TASK STATEMENT -
Beginning with the line that has "Expected output, for every instance of the stuffed", please write out each remaining line of the listing below, word for word.

DATASET RECORDS -
____
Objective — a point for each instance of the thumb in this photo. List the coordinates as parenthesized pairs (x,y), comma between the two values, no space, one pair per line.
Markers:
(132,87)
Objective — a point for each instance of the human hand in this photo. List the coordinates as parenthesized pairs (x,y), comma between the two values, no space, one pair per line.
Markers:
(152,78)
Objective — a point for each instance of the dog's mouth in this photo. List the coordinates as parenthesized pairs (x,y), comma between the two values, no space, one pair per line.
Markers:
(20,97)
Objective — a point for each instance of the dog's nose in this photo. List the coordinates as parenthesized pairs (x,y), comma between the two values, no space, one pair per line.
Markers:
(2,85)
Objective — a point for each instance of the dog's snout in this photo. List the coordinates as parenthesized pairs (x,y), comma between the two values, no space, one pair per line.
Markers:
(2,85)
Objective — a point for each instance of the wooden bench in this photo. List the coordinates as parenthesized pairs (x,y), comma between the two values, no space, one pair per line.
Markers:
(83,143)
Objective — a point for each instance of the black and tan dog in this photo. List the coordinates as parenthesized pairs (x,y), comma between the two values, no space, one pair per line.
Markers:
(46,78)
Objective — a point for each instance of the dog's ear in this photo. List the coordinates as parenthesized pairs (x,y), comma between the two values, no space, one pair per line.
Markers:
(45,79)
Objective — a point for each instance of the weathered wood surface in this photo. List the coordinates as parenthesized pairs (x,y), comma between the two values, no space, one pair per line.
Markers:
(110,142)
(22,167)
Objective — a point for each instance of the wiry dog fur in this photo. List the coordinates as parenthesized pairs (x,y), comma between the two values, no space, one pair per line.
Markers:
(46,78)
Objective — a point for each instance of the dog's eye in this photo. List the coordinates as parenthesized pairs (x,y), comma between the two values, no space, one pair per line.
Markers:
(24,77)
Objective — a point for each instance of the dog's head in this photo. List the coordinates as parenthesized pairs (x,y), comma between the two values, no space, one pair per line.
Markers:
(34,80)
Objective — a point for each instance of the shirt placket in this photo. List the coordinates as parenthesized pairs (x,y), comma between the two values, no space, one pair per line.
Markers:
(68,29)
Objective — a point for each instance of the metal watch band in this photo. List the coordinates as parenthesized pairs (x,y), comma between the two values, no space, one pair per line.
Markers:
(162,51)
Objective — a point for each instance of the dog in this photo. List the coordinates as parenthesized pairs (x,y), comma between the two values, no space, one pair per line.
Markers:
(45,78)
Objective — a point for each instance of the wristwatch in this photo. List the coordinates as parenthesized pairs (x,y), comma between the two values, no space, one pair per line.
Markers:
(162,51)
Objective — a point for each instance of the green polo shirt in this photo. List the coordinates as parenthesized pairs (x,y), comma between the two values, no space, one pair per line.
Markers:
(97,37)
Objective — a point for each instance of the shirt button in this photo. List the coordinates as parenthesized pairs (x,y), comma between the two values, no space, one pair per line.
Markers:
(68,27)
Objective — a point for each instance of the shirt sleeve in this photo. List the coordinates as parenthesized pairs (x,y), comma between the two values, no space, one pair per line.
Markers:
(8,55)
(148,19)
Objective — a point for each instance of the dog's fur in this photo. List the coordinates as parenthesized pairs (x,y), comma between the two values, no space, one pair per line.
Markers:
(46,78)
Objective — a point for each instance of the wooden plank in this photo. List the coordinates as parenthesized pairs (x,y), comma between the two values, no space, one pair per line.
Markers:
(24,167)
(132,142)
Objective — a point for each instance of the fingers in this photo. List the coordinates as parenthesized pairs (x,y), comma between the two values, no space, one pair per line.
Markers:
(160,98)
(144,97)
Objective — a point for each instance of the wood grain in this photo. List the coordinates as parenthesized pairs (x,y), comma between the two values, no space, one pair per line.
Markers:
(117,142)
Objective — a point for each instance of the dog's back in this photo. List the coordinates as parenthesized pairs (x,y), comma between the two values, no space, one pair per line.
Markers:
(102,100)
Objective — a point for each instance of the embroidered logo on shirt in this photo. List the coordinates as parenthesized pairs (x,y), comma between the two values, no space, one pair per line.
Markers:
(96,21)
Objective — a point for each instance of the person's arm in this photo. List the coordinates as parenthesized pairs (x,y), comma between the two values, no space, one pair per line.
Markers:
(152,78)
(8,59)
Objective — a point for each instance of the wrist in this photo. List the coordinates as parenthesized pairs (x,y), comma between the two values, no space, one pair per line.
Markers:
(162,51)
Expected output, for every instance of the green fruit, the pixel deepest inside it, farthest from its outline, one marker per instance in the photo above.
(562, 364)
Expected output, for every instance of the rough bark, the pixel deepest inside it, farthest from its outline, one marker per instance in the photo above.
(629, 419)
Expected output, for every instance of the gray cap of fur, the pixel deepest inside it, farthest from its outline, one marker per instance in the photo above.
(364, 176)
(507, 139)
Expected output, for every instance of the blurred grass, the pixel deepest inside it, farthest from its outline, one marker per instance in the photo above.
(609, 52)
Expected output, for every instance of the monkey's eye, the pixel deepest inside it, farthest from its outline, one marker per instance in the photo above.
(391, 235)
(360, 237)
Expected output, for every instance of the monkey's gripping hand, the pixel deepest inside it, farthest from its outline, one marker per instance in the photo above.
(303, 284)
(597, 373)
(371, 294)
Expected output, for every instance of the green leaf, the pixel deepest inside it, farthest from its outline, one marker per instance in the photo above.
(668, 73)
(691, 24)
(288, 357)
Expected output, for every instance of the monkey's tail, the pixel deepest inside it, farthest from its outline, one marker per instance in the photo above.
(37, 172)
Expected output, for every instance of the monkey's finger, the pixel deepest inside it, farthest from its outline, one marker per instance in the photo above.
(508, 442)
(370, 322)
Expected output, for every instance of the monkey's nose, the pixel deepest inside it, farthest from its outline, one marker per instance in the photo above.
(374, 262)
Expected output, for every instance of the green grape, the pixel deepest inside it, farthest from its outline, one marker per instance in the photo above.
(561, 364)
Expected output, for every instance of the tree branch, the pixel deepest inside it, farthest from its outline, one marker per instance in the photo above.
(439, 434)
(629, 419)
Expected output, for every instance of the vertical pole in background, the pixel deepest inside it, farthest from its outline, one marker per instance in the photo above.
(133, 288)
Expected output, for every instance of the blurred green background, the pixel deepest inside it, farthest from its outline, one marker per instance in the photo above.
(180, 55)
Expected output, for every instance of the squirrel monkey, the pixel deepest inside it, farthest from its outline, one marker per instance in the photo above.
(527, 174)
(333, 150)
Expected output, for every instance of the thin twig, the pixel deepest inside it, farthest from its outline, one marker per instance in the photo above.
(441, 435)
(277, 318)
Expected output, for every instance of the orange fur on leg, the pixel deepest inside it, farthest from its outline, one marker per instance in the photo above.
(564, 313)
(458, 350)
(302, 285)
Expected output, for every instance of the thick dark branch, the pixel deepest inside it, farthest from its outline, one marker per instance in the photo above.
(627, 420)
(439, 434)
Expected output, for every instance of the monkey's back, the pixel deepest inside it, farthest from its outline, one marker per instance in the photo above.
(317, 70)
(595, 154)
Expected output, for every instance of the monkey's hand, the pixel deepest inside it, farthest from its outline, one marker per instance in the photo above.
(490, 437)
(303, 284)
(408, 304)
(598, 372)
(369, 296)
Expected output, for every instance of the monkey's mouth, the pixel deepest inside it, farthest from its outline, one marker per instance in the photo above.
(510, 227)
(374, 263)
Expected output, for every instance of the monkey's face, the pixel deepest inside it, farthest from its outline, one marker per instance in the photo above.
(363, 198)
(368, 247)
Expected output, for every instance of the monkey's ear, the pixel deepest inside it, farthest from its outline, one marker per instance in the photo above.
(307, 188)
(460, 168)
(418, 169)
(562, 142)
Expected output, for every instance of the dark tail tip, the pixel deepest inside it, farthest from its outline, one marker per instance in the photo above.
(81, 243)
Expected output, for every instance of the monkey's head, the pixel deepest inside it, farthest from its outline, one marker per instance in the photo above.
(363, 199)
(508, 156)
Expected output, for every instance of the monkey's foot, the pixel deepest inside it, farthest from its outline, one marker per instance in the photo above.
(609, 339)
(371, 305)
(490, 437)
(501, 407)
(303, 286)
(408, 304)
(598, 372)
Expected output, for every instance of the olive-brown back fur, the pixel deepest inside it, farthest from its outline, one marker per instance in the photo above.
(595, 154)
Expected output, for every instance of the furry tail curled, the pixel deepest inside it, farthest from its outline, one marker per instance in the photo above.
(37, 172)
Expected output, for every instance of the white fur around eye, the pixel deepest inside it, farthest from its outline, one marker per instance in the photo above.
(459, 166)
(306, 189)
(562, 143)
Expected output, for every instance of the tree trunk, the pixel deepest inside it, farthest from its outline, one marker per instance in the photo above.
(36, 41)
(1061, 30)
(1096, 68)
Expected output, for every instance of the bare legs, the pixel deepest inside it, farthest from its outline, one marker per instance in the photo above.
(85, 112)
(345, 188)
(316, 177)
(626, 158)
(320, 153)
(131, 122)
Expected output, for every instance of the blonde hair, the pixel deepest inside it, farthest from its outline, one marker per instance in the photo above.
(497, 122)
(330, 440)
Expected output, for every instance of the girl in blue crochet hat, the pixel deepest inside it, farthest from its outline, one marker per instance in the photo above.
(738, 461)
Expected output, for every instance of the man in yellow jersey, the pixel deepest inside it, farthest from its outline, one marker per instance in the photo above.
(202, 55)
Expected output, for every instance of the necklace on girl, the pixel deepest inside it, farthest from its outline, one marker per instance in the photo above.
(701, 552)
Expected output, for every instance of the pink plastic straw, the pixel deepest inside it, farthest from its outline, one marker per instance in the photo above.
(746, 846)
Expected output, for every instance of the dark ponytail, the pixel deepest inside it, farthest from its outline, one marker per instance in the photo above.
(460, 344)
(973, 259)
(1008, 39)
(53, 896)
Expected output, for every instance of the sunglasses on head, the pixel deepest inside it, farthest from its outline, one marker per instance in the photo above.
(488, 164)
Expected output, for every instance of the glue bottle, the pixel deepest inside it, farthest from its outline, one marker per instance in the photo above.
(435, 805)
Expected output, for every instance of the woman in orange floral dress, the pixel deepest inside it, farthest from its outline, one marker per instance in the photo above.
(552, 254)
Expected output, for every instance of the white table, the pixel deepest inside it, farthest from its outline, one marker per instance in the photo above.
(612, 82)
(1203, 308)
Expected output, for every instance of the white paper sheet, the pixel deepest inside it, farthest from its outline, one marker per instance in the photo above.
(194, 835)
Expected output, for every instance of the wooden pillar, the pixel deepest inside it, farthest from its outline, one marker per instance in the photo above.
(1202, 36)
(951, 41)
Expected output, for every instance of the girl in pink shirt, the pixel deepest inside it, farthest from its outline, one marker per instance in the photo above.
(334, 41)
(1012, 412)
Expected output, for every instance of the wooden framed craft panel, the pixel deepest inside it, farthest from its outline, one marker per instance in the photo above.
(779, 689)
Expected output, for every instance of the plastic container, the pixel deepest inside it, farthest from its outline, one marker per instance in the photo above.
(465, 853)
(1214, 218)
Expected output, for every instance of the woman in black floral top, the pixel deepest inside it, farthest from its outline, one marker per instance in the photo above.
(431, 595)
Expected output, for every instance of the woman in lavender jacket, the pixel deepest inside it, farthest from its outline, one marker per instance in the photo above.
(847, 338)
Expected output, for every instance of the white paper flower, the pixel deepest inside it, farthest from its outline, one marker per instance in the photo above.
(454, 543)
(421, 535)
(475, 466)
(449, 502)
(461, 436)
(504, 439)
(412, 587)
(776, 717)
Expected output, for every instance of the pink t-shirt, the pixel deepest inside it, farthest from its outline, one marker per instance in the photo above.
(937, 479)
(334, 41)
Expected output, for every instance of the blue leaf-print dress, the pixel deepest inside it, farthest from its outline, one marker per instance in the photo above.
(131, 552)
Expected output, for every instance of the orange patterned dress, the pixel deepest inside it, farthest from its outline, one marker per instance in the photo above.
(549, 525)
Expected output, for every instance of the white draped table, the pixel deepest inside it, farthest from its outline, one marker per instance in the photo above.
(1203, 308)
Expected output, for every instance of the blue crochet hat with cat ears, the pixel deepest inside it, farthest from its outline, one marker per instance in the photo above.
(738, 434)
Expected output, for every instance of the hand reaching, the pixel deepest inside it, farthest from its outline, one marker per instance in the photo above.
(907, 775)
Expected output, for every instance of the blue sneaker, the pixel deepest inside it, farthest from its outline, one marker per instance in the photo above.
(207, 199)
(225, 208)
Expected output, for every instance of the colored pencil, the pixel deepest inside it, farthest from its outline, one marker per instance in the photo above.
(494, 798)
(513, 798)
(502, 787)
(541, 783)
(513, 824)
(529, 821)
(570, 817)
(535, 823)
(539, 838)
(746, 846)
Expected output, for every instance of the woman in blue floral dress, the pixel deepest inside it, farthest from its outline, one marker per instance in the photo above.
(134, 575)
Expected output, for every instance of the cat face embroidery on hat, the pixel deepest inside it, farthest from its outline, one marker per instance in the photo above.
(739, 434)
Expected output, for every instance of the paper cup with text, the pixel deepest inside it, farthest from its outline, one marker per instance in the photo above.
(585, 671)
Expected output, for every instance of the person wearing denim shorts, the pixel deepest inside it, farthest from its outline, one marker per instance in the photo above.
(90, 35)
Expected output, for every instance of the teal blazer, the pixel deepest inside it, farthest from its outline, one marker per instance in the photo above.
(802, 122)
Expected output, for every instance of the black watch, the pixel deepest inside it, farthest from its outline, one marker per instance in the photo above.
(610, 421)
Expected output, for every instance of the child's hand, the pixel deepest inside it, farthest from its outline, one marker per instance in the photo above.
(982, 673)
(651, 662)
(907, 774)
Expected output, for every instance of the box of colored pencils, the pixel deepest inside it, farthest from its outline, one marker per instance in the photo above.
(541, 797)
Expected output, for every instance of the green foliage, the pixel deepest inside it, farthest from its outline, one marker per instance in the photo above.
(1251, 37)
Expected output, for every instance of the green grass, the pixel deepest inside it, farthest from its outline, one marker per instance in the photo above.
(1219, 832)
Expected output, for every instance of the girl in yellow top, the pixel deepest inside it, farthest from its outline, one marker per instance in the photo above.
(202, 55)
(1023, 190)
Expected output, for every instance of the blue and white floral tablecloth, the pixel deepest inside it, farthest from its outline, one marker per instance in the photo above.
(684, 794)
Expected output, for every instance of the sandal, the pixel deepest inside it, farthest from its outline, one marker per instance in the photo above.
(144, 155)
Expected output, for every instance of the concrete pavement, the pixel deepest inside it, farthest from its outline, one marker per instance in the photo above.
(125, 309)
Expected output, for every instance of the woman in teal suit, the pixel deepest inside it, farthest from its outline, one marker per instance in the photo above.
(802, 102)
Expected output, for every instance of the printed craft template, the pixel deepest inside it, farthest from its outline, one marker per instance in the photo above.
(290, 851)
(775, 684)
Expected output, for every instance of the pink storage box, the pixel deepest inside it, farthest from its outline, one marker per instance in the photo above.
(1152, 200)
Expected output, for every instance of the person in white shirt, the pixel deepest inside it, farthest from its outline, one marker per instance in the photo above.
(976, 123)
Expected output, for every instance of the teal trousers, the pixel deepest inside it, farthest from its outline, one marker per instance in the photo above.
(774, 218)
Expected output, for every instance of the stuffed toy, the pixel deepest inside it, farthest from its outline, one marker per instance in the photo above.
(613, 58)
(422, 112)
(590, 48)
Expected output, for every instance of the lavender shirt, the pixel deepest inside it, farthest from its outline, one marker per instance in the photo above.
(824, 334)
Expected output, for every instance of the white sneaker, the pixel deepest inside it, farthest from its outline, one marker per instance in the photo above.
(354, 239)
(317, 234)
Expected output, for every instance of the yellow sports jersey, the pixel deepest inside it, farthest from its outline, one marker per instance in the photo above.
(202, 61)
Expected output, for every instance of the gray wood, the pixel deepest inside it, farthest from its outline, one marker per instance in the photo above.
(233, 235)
____
WRITTEN RESPONSE -
Expected output, for every instance of the stuffed toy, the pixel deepest inside it, farthest from its outline, one marker per instance in the photo above.
(613, 58)
(422, 112)
(590, 48)
Expected output, for every instance of the lavender shirt, the pixel deepest inside it, farthest from its outline, one marker per instance in the photo above.
(824, 334)
Expected output, for every instance of the white sneaker, the pixel deepest inside it, farthest from its outline, one marker per instance in the photo above.
(354, 239)
(317, 234)
Expected output, for every instance of the yellow sports jersey, the pixel deepest inside it, farthest from its outline, one marker per instance in the photo above.
(202, 61)
Expected output, for every instance of the gray wood, the pixel deepest inside it, farthest from its outline, one marker per instance in the photo above.
(233, 235)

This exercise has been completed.